- [Task material]

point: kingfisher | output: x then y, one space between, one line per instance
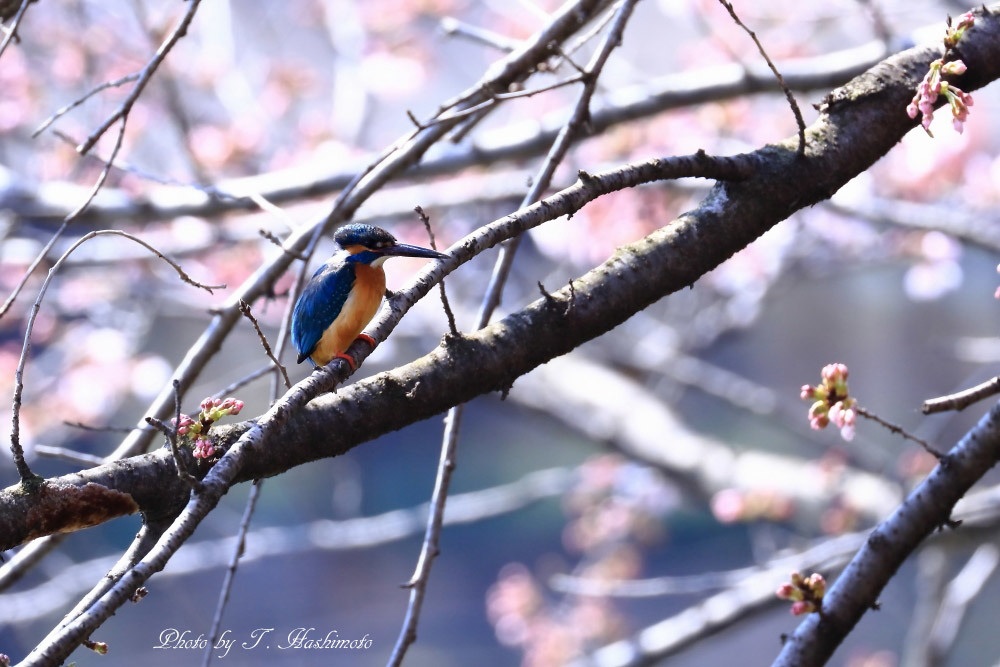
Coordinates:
345 293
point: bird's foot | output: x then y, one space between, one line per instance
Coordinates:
350 361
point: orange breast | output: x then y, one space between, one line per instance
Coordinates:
358 311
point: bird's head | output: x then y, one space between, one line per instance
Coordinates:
373 245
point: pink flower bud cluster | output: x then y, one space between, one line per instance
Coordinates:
831 401
932 85
212 410
806 594
203 448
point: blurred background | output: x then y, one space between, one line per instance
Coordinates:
671 453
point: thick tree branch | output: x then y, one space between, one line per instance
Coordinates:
859 124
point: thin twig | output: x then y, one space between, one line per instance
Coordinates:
144 77
15 436
230 578
12 30
75 213
963 399
101 429
80 100
444 296
492 101
70 455
781 81
245 309
170 433
429 550
899 430
452 26
446 463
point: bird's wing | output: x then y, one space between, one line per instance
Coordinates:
320 304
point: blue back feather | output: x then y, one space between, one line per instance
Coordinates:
320 304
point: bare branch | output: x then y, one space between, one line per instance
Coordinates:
963 399
245 309
781 81
144 77
10 33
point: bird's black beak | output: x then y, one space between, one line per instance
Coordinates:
407 250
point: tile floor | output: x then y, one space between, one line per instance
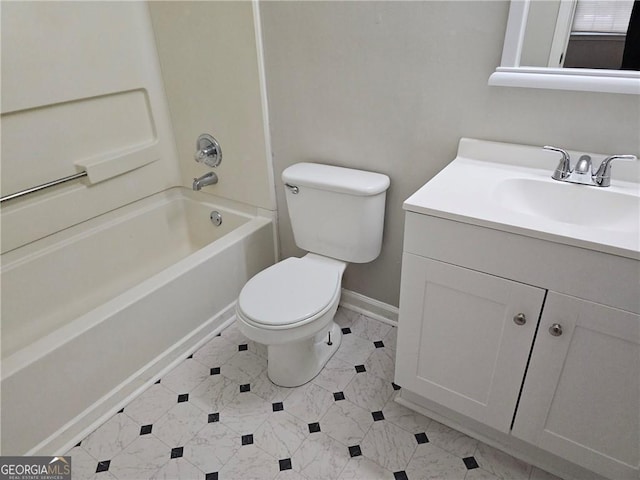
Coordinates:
217 416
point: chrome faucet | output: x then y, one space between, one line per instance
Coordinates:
583 172
208 178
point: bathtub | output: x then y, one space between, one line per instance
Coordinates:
94 314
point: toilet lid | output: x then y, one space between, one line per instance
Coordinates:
289 292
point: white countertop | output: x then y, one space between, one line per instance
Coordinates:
484 185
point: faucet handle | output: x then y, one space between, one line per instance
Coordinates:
602 177
563 170
208 151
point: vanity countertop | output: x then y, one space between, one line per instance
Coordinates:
509 187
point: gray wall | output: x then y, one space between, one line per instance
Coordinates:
392 86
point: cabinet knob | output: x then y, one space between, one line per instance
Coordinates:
520 319
555 329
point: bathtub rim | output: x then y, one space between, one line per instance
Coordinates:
256 218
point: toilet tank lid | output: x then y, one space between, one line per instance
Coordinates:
335 179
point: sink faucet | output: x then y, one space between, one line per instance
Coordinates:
208 178
583 172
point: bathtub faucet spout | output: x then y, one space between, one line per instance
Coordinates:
209 178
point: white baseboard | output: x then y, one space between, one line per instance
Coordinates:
370 307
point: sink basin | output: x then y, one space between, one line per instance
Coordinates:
509 187
569 203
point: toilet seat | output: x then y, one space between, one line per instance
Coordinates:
290 293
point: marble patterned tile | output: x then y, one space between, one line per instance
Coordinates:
345 317
346 422
290 475
246 413
258 348
186 376
216 352
369 329
100 476
233 335
244 367
281 434
309 402
537 474
320 457
267 390
142 459
111 437
479 474
178 468
214 393
369 391
83 465
151 404
212 447
390 339
430 463
389 445
250 462
335 376
500 464
354 350
451 440
405 418
361 468
180 424
381 363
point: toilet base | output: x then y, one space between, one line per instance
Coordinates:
296 363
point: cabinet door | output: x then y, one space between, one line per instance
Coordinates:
458 343
581 396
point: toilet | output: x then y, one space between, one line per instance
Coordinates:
337 215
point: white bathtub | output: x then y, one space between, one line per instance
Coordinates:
93 314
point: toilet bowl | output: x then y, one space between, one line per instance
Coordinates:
337 215
290 308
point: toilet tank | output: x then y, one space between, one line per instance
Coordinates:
336 212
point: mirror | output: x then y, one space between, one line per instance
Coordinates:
528 52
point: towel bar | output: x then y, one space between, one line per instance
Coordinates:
43 186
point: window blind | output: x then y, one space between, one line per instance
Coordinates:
605 16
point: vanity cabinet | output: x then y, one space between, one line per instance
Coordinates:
580 398
466 338
484 333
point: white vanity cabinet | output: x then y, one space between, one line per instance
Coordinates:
466 338
519 314
581 394
565 381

- [Task goal]
Output the complete listing exactly as it appears, except for the images.

- [Answer to the problem]
point: kingfisher | output: x then y, one space between, one line per instance
Coordinates:
345 293
point: bird's foot | output: x then y, one space between, one line per instance
Coordinates:
350 361
point: orange breast | output: x then y, one space between, one line per instance
Coordinates:
358 311
point: bird's head | output: x then y, one space between, one line per instance
Coordinates:
373 245
point: pink flower bud cluster | output: x then y, one space between, one line per instance
Coordinates:
831 401
932 85
212 410
806 594
203 448
point: blurred background | output: x then y, one space between, one line per instance
Coordinates:
671 453
point: thick tree branch | output: x then y, one space between, one line per instance
Coordinates:
859 124
point: thin twig | output: x then y, one space between, one line per instance
Coordinates:
144 77
15 436
230 578
12 30
75 213
963 399
101 429
80 100
444 296
492 101
70 455
781 81
245 309
170 433
429 550
899 430
452 26
446 463
point: bird's wing | output: x then y, one space between, one line per instance
Coordinates:
320 304
point: blue back feather | output: x then y, one space between, one line per instance
Coordinates:
320 304
point: bare branch | output: x then y, one space between, one line per instance
Coordinates:
963 399
245 309
781 81
144 77
10 33
point: bird's black beak | output: x then y, one space between, one line per instance
Coordinates:
407 250
point: tile floor | output: x then y, one space between, one line per instance
Coordinates:
217 416
point: chrome faucet | output: x then y, one space between, one line per instance
Coordinates:
583 172
208 178
point: bathtub | output: x then y, one space between, one line per instance
Coordinates:
94 314
point: toilet lid | output: x then y, one space between, one line per instance
Coordinates:
289 292
point: white countertop | output: x then y, one space between, one line per instance
Coordinates:
484 185
point: faucet handle | output: x then y, one space between, one line per instance
Coordinates:
602 177
563 170
208 151
point: vanity countertop | output: x then y, one space between, one line per instance
Coordinates:
509 187
point: gray wall | output: x then y, one space between, one line per instance
Coordinates:
392 86
point: cabinet knob | output: x then y, one space between, one line per instance
Coordinates:
520 319
555 329
point: bathtub rim | output: x then y, one space between, one line per instance
Coordinates:
256 218
point: toilet tank lid | output: x then y, one space between, one line per instance
Coordinates:
335 179
point: sink faucet | output: x then y, one space between, one line per instance
Coordinates:
208 178
583 172
point: bathtub faucet spout | output: x then y, one space between, one line per instance
Coordinates:
209 178
point: white baseboard | output: x then y, one space between, one line per instance
Coordinates:
370 307
point: sink basin | output: x then y, one space between, one line per instance
Coordinates:
509 187
569 203
point: toilet seat | output: x then y, one space between, one line per instance
Coordinates:
290 293
point: marble patterned tile | output: x then y, one space between, one line per instance
Coordinates:
345 317
346 422
290 475
246 413
258 348
186 376
216 352
369 329
100 476
233 335
244 367
281 434
309 402
537 474
320 457
267 390
142 459
111 437
479 474
178 468
214 393
369 391
83 465
151 404
212 447
390 339
430 463
389 445
250 462
335 376
500 464
354 350
451 440
405 418
361 468
180 424
381 363
point: toilet base | output: x then y, one space between, one line per instance
Coordinates:
296 363
point: cabinet door | output: x then y, one space between, one line per instance
Coordinates:
458 343
581 396
point: toilet | output: x then y, one space between, one line per instance
Coordinates:
337 215
point: white bathtub | output: x then y, one space between, one line per instance
Coordinates:
93 314
point: toilet bowl | output: x then y, one space between, one line per instance
Coordinates:
337 215
290 308
point: toilet tank | output: x then y, one space between, one line per instance
Coordinates:
336 212
point: mirror | output: x then y, one space between, one line per instance
Coordinates:
528 52
point: towel bar | output: x then y, one space between, one line per instance
Coordinates:
43 186
point: window blind | output: x then y, one space between, one line per instance
Coordinates:
605 16
point: vanity cabinet | output: x then y, one space between, one line per instance
Coordinates:
580 398
466 338
484 333
point: white vanity cabinet | output: x then y, one space between, one line per instance
Coordinates:
466 338
519 314
581 394
565 381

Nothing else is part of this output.